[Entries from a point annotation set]
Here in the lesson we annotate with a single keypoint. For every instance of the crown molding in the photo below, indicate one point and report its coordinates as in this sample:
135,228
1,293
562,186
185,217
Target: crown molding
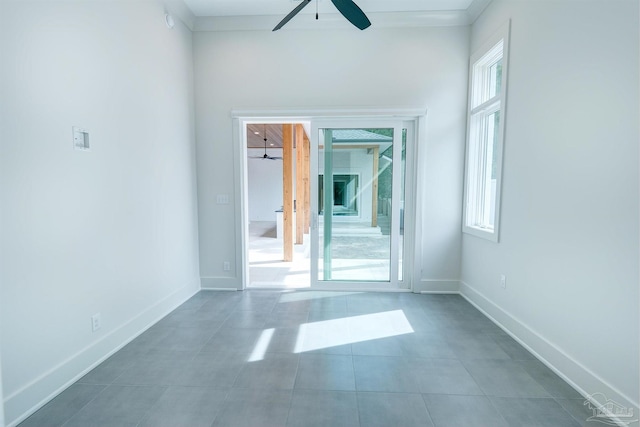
180,10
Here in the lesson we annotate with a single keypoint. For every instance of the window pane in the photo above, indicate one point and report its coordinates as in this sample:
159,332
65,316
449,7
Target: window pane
487,219
495,79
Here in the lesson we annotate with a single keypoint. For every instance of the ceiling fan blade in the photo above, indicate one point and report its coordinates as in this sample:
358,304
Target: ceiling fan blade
293,13
353,13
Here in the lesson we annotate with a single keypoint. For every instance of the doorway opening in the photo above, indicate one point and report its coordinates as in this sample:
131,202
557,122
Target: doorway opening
278,209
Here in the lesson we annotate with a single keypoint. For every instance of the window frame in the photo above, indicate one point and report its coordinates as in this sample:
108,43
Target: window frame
480,107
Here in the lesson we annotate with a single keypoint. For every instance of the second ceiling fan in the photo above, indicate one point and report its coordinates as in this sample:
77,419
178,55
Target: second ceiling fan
347,8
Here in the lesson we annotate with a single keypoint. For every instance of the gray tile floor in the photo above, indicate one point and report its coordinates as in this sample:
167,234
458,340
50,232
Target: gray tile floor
308,358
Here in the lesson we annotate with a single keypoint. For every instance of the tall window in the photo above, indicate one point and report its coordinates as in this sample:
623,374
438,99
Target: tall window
487,93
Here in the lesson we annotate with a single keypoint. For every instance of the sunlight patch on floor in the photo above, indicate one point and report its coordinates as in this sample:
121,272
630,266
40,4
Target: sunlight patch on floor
349,330
311,295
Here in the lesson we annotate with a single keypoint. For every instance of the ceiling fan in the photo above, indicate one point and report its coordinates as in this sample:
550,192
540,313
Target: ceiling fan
348,8
266,156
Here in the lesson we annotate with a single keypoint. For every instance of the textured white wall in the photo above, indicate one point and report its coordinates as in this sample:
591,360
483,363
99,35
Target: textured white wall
569,232
113,230
264,185
410,67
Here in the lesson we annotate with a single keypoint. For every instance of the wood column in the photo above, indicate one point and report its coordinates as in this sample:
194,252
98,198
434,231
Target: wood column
287,191
307,184
300,186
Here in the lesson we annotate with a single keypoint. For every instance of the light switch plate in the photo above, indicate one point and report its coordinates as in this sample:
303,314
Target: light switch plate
81,139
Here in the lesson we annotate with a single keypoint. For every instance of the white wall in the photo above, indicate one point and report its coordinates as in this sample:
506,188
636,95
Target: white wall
569,231
110,231
410,67
264,185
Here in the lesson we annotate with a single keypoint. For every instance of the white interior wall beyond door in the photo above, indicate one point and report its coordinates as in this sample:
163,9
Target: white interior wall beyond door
264,178
569,221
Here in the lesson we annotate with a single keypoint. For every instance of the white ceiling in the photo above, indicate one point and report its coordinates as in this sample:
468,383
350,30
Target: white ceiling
218,8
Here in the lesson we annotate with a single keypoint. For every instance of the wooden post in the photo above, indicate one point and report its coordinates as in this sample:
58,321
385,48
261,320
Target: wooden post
300,187
307,184
327,205
374,188
287,190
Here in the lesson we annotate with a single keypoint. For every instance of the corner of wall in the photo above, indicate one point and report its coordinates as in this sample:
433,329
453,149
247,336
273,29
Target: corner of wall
19,405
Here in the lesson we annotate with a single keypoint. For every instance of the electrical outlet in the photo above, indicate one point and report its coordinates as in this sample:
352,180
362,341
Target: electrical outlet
95,322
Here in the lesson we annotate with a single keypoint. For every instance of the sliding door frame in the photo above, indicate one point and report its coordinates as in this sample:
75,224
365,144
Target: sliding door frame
414,120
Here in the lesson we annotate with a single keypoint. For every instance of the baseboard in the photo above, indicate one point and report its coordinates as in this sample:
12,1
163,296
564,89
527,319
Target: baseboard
220,283
581,378
20,404
436,287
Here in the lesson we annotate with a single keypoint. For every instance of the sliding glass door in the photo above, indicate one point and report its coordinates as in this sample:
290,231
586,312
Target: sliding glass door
358,192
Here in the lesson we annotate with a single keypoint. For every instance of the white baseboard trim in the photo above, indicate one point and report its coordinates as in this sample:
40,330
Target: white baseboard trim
581,378
220,283
426,286
22,403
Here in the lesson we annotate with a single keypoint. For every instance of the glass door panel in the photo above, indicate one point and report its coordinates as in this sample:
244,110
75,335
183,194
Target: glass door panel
356,210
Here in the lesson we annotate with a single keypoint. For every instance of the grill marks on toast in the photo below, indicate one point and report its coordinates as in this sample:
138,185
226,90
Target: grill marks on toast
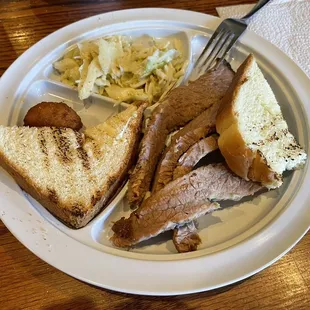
64,152
82,154
52,195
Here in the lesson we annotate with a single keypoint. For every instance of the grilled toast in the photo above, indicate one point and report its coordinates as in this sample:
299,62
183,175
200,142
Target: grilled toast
72,174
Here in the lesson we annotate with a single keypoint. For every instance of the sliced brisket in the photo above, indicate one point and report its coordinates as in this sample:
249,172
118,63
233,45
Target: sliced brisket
181,106
179,202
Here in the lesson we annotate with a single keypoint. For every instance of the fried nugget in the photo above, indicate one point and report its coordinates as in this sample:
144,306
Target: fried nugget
52,114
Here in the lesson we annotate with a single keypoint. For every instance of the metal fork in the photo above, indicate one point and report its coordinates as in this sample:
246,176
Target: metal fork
222,40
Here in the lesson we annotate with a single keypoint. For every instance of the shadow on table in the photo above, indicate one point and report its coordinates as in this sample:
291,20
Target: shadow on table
74,303
133,302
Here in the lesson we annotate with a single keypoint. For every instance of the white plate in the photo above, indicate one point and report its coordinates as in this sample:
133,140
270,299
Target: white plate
237,242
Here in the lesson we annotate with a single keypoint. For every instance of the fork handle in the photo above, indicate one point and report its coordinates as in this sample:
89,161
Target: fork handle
257,7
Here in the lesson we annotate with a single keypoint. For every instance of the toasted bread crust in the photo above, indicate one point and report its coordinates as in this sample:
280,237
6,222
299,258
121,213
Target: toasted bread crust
246,163
79,217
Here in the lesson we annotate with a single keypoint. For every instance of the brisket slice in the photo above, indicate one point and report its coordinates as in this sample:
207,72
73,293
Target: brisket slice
194,131
185,237
181,201
197,151
181,106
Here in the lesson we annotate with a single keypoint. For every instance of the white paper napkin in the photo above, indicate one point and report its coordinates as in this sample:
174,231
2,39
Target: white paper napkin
285,23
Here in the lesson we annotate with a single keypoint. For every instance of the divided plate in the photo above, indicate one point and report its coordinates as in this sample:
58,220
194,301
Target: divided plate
236,241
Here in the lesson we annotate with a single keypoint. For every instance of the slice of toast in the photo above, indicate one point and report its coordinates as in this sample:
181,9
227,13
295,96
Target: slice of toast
71,174
254,137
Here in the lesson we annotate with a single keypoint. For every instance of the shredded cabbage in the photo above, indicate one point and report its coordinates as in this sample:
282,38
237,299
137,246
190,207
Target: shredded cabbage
122,68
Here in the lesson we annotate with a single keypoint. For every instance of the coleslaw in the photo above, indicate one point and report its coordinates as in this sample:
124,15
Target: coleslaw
123,68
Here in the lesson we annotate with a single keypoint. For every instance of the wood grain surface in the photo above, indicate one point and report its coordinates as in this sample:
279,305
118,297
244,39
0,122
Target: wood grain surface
26,282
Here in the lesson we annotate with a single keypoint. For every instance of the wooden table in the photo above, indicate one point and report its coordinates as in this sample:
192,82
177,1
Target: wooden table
26,282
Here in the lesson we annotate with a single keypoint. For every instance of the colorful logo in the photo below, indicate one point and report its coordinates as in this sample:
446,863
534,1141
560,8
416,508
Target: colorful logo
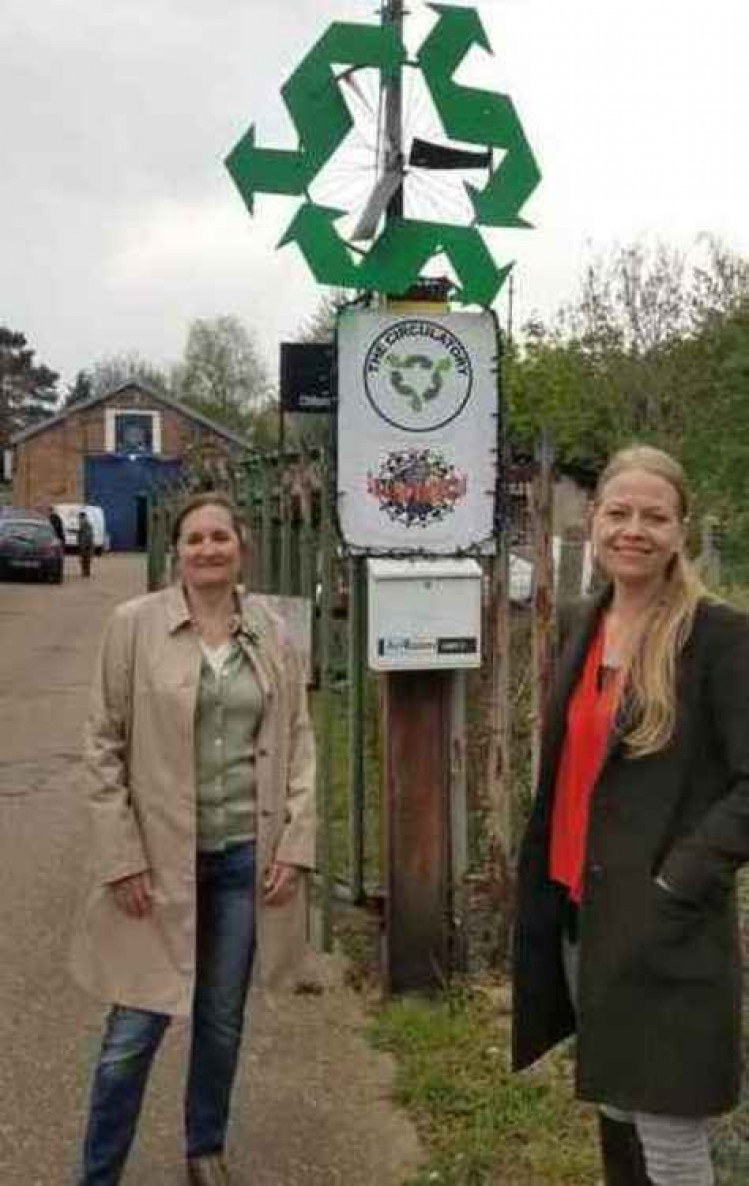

**AIM OF THE TASK:** List every line in the listing above that contains the word "cabbage".

**RESPONSE TO THE TASK:**
Here in the lesson we annotate with a single keypoint. For every instance of the shredded cabbage in the photo above, indicate one point and report its coordinates as in this sample:
Target: shredded cabbage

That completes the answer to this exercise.